*Object location annotation data*:
+--

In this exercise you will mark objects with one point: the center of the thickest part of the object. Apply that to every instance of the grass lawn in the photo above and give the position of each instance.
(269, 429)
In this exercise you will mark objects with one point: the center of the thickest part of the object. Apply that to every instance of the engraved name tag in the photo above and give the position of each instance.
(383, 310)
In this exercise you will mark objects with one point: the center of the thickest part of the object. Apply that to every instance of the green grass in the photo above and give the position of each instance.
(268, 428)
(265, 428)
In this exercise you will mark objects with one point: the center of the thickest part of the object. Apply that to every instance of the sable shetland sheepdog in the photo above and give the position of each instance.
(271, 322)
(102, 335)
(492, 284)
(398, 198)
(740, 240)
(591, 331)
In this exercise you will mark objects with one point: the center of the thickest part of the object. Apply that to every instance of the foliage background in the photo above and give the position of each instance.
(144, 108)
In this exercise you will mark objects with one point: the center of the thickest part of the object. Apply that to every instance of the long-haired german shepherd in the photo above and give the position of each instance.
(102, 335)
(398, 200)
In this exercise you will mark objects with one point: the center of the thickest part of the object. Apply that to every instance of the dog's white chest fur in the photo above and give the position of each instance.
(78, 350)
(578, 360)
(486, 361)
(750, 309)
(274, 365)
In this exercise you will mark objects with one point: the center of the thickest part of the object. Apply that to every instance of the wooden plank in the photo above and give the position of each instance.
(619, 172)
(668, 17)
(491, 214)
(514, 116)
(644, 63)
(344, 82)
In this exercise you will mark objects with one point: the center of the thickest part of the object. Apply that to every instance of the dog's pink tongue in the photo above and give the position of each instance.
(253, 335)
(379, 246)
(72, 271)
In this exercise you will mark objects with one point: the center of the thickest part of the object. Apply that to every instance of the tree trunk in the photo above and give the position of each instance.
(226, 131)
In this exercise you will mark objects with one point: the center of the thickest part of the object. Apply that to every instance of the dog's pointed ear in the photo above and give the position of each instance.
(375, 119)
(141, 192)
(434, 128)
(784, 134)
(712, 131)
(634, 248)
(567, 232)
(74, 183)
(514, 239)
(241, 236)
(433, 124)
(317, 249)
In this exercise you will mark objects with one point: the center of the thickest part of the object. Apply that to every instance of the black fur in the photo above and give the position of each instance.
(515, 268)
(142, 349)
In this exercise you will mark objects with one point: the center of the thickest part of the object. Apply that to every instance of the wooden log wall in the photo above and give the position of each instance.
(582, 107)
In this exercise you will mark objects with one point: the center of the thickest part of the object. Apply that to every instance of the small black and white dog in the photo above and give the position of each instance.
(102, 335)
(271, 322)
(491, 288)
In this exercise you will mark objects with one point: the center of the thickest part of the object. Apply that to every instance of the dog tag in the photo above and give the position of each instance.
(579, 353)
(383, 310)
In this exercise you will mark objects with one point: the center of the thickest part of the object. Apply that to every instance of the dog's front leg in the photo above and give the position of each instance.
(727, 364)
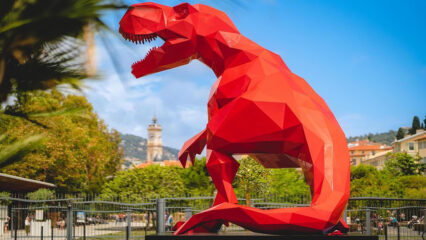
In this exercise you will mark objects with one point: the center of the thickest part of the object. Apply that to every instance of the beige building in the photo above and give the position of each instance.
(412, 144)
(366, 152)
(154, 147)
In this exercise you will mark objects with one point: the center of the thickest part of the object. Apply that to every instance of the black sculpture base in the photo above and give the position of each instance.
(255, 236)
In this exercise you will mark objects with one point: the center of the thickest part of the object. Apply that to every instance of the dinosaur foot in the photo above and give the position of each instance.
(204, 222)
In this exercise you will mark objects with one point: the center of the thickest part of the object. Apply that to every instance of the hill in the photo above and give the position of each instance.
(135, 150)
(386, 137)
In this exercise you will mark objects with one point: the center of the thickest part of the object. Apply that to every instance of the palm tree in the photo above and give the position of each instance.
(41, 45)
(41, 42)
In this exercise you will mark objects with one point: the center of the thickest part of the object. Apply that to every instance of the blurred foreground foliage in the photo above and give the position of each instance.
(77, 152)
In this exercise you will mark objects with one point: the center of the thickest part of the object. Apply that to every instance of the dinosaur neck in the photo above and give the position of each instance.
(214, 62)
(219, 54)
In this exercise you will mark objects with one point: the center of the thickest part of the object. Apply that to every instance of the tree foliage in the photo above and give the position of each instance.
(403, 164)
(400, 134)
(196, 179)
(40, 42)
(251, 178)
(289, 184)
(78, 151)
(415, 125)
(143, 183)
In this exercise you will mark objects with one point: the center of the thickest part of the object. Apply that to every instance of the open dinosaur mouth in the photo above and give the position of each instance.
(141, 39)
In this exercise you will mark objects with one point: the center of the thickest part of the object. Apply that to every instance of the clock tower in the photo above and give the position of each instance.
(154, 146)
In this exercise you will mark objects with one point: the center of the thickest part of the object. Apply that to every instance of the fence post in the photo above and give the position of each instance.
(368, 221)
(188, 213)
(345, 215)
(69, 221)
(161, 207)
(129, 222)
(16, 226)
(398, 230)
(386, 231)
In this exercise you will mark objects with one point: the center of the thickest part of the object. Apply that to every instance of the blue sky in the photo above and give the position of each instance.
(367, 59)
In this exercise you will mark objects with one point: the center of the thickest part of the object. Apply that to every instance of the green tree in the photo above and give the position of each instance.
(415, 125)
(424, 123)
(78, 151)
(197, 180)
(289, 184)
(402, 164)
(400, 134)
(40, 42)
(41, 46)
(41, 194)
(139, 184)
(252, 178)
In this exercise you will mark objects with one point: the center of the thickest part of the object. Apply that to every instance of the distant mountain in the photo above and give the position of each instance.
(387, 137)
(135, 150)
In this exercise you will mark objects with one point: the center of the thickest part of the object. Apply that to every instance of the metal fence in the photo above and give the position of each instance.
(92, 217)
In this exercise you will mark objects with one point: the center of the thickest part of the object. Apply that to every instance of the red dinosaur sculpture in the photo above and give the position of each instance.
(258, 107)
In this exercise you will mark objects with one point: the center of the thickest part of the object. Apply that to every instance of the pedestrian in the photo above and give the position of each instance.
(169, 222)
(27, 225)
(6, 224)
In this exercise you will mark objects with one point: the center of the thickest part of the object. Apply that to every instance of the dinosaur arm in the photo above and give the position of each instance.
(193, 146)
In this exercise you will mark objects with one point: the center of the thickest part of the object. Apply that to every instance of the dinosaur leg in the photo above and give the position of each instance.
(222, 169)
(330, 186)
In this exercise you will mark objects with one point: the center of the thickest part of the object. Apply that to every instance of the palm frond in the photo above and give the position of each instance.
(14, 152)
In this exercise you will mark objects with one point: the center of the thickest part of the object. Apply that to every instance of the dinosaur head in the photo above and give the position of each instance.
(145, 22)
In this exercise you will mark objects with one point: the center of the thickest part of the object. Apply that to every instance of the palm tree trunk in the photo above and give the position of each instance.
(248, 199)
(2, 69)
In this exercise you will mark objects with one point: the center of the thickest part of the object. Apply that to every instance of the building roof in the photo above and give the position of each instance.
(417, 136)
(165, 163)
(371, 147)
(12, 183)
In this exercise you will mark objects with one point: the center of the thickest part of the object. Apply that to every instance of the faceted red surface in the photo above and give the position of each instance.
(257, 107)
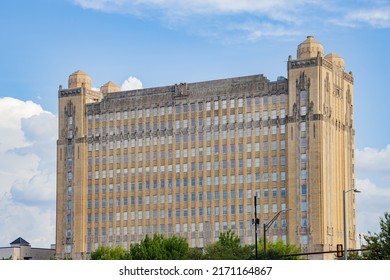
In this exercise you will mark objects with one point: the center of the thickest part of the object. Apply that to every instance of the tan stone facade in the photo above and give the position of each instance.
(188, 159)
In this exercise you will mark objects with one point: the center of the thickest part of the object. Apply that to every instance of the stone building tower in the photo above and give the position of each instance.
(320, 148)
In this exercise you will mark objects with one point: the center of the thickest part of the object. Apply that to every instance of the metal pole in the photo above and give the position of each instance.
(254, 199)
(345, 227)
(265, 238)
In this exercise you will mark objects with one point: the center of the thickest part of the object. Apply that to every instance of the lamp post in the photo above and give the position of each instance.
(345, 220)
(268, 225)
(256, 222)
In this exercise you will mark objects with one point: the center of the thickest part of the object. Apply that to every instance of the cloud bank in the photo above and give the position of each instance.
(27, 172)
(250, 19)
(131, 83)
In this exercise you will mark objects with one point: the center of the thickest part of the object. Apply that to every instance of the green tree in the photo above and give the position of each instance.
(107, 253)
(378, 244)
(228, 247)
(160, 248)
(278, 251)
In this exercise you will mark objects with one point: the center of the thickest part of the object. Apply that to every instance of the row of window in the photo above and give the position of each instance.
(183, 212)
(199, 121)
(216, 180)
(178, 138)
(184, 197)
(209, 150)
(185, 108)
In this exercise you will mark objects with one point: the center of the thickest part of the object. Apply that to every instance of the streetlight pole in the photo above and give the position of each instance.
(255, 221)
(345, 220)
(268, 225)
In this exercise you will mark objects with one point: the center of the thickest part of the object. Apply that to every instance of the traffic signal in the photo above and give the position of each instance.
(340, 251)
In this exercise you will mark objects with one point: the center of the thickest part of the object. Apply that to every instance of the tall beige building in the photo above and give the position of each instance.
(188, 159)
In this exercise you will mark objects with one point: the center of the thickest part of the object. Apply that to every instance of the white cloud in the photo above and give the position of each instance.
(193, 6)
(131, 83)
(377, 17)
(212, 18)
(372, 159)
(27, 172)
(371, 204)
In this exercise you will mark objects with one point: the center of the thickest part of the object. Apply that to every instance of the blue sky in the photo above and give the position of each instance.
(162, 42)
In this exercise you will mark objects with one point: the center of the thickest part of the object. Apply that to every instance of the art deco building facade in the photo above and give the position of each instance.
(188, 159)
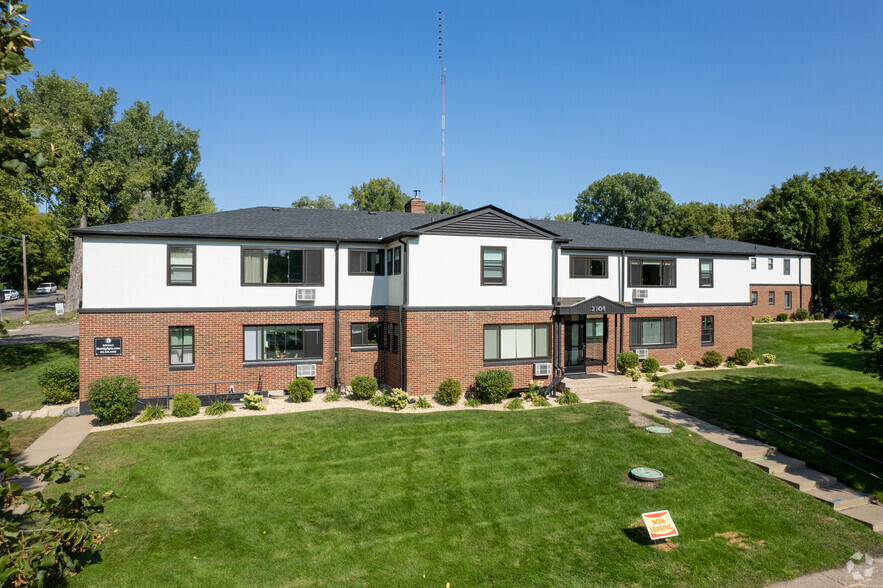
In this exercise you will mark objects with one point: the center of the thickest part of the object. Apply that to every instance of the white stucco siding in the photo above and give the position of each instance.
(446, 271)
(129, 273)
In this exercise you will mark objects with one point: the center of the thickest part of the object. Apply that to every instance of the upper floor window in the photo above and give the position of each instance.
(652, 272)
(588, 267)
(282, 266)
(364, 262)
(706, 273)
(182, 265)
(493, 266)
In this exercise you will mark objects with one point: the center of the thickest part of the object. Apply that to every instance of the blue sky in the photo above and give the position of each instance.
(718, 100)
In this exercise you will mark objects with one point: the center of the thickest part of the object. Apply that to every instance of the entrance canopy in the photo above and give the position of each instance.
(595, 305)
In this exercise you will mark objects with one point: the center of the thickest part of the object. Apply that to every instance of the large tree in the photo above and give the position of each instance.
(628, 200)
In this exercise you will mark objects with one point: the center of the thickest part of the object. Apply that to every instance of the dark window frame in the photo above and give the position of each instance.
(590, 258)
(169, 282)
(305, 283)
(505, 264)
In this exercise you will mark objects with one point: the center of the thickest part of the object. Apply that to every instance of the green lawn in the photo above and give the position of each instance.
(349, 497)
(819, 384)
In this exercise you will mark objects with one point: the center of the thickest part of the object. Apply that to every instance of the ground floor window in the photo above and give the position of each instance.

+--

Write out only what runs from the line holding "of the dark" through the last line of the records, exactly as shown.

*Finished task*:
In this exercise you will mark objects with one point: the center of the thickest part of the object. Apply that to every instance of the dark window frame in the photo above and give the position of each instance.
(590, 258)
(169, 282)
(305, 283)
(505, 264)
In this exercise you will mark objects with one point: the center of the thickest part of the object. Apply that to every instance of the green lawn in the photo above and give the position of each instance.
(349, 497)
(819, 384)
In this exercise you will mark objects with one point: the center of the thickest part of the object. Apply that to every instance of the ground floor window in the photo above and give the position of each instance.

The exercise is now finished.